--- Exercise requirements ---
1. In the dengue text, update the stretch from "Cross-sectional surveys of" through "single survey visit." so that "stand-in" takes the place of "proxy".
2. In one to three sentences, explain why the dengue text says one-time surveys of mosquito numbers are a poor guide to dengue risk.

--- Text for analysis ---
>>>

Cross-sectional surveys of mosquito abundance carried out in the subtropics and tropics are meant to give researchers an indication of the risk of a dengue virus outbreak in any given area. This type of entomological monitoring, however, is not a good proxy for dengue risk, researchers report this week in PLOS Neglected Tropical Diseases. Comparison of cross-sectional measures of mosquito density to longitudinal measures demonstrate the limitations of periodic entomological monitoring as households with exposure to Ae. aegypti may be misclassified as unexposed at any single survey visit.
Dengue is caused by any of four genetically distinct dengue viruses, all spread to humans through the bites of infected mosquitos -- most commonly Aedes aegypti. Every year, an estimated 100 million people around the globe contract dengue fever, which can cause symptoms ranging from mild pain to systemic shock and death. To pinpoint which areas to target with disease intervention programs, researchers and policymakers have traditionally turned to entomological monitoring surveys that offer snapshots of mosquito abundance in communities.

<<<

Stored data entries
>>>

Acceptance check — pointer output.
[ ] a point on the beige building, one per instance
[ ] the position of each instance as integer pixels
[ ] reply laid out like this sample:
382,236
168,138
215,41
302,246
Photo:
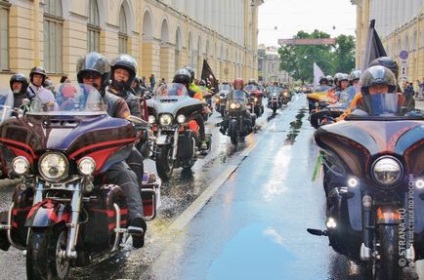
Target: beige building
161,35
269,66
400,25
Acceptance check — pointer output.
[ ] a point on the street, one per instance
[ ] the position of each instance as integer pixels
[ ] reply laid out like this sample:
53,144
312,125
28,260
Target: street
241,213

<<<

--- Answers provided ---
1.
Cross-sectional surveys of mosquito abundance carried out in the subtropics and tropics are meant to give researchers an indication of the risk of a dengue virus outbreak in any given area. This type of entomological monitoring, however, is not a good stand-in for dengue risk, researchers report this week in PLOS Neglected Tropical Diseases. Comparison of cross-sectional measures of mosquito density to longitudinal measures demonstrate the limitations of periodic entomological monitoring as households with exposure to Ae. aegypti may be misclassified as unexposed at any single survey visit.

2. At any single survey visit, a household that is exposed to Ae. aegypti may be wrongly counted as unexposed. Comparing these one-time counts with measures taken over time shows this limit of periodic monitoring.